Em Goa, ressaltamos a atuação da Companhia de Jesus no Seminário de Santa Fé (1542) e no Colégio de S. Paulo (1548). Criada em 1540, a Confraria da Santa Sé se tornou um espaço dedicado a ação pedagógica e a formação de um clero nativo. Apesar desta pretensão, Tavares constatou que a falta de livros e professores caracterizava um ensino simples, ao qual pouco moços e meninos sabiam algo além de ler e escrever. (TAVARES, 2007).

Nos primeiros anos após a chegada dos jesuítas no Estado da Índia, principalmente nas regiões mais distantes, os Colégios e as Casas de ler e escrever fundadas eram bem rústicas. Em 1552, por exemplo, ao escrever de Coulão, o padre Nicolau Lancilotto relatou que a Igreja e o Colégio eram construídos de "taipas e cubertas de folhas de palma", mas que esperava construir em breve um colégio de pedra e cal, onde receberia meninos nobres de até 12 anos que após serem instruídos, sucederiam os lugares de seu pai ocupando posições importantes, regendo povos e multiplicando as conversões (WICKI, 1950). Através da carta de Lancilotto, podemos perceber que os jesuítas guardavam em pequenas e simples estruturas grandes pretensões. Loyola, por exemplo, acreditava que as crianças ao terem a sua formação dentro dos ensinamentos católicos e bons costumes poderiam extinguir seus antigos erros, uma vez que estariam afeiçoadas a verdadeira fé desde pequenas (COSTA, 2007).

Nas casas de ler e escrever e nos Colégios, o ensino da doutrina cristã estava intrinsecamente associado a educação das primeiras letras. O que podemos constatar é que na maior parte dos Colégios e Casas, o ensino se resumia apenas a isso, com exceção de alguns estabelecimentos, como Colégio de São Paulo.

A estrutura do Colégio de São Paulo e o conteúdo ensinado aos alunos (a princípio gramática, canto, artes, latim, aritmética, e posteriormente teologia é acrescida) era sem dúvida mais complexo e completo do que era ensinado nas Casas de ler e escrever. Ademais, enquanto nas Casas de ler e escrever os meninos eram reunidos por algum padre ou irmão que ia a cidade com uma campainha chamá-los para aprenderem a doutrina por algumas horas, no Colégio de São Paulo havia meninos que residiam no estabelecimento e deveriam futuramente compor um clero nativo. Por isso, estavam suscetíveis a uma rotina mais completa de ensinamento.

(Itens de um conjunto de dados)
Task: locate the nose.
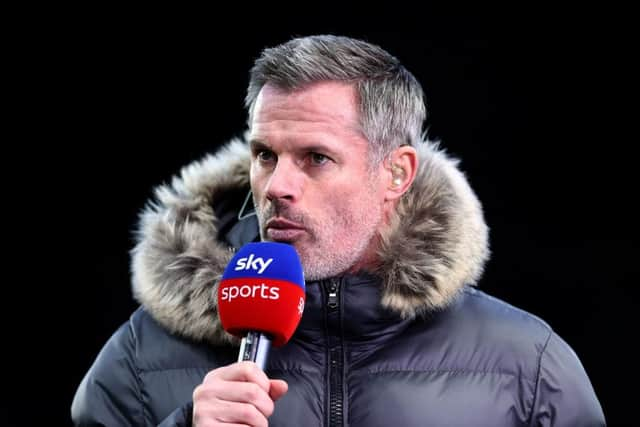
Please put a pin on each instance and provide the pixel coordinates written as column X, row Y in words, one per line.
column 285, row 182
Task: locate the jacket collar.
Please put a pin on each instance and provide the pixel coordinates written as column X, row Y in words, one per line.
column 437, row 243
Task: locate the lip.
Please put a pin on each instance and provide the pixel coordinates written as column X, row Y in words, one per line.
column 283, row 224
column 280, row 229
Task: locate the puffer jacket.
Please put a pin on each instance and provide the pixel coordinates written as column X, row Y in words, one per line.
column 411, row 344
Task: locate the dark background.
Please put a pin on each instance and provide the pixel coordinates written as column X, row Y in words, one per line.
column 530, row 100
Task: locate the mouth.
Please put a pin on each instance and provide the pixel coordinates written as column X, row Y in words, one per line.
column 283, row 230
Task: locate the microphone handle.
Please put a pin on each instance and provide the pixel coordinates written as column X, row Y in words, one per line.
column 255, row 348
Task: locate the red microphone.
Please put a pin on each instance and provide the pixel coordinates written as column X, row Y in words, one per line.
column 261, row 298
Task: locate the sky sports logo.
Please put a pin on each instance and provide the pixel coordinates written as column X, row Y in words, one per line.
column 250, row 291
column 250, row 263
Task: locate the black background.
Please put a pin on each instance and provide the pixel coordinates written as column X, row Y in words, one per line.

# LISTA DE EXERCÍCIOS
**a.** Reescreva o trecho do texto sobre o ensino jesuíta no Estado da Índia que vai de "Em Goa, ressaltamos" até "escrever. (TAVARES, 2007).", inclusive, trocando "Confraria da Santa Sé" por "Irmandade da Santa Sé".
**b.** Dê continuidade ao texto sobre o ensino jesuíta no Estado da Índia a partir do ponto em que ele termina.

# RESPOSTAS
**a.**
Em Goa, ressaltamos a atuação da Companhia de Jesus no Seminário de Santa Fé (1542) e no Colégio de S. Paulo (1548). Criada em 1540, a Irmandade da Santa Sé se tornou um espaço dedicado a ação pedagógica e a formação de um clero nativo. Apesar desta pretensão, Tavares constatou que a falta de livros e professores caracterizava um ensino simples, ao qual pouco moços e meninos sabiam algo além de ler e escrever. (TAVARES, 2007).

**b.**
Comum a todos os ensinos, desde as Casas de ler e escrever mais simples até o Colégio de São Paulo, era o ensino das primeiras letras. É interessante notarmos que ainda que em Portugal uma parcela modesta da população fosse alfabetizada, no Estado da Índia, a instrução das primeiras letras parecia ser imprescindível para o projeto evangelizador e poderia representar a própria adesão plena a cultura portuguesa e cristã (RAMOS, 1988; SILVA, 1993). A ação missionária jesuítica promovida nas Casas de ler e escrever e nos Colégios buscou a longo prazo alterar gradativamente através de trabalhos rotineiros os hábitos da população nativa por meio da memorização dos rudimentos da fé, dos costumes portugueses, do aprendizado e uso do diário do português (BITTAR; FERREIRA, 2007). O projeto era ambicioso e visava o aumento da cristandade, não apenas pela conversão dos meninos, mas sobretudo porque eles constituíam um meio de atingir outros contingentes populacionais “depois que o mesmo senhor os tomar por instrumentos e vasos de sua palavra” (WICKI, 1960). Quando “feito domésticos e criados nos bons costumes”, os meninos incentivavam os seus pais e outras pessoas a serem cristãos e a se confessarem, seja através de sua devoção ou de seu trabalho como intérpretes. (WICKI, 1954). Citaremos alguns exemplos abordados pelos padres.

Em uma carta que redigiu em Baçaim, ficou explícito a expectativa de Paulo Gomes de utilizar os meninos instruídos para formar “intérpretes para a gente da terra" ao qual esperava-se muitos frutos e a conversão de muitas almas, pela qual os meninos “eram um grande meio” (WICKI, 1960).

Em 1553, o padre Gaspar sugere que os meninos mais engenhosos deveriam ser aprender todas as ciências até que se tornassem “homens perfeitos” para se tornarem membros da Companhia e trazer muitos a conversão “ (WICKI, 1950).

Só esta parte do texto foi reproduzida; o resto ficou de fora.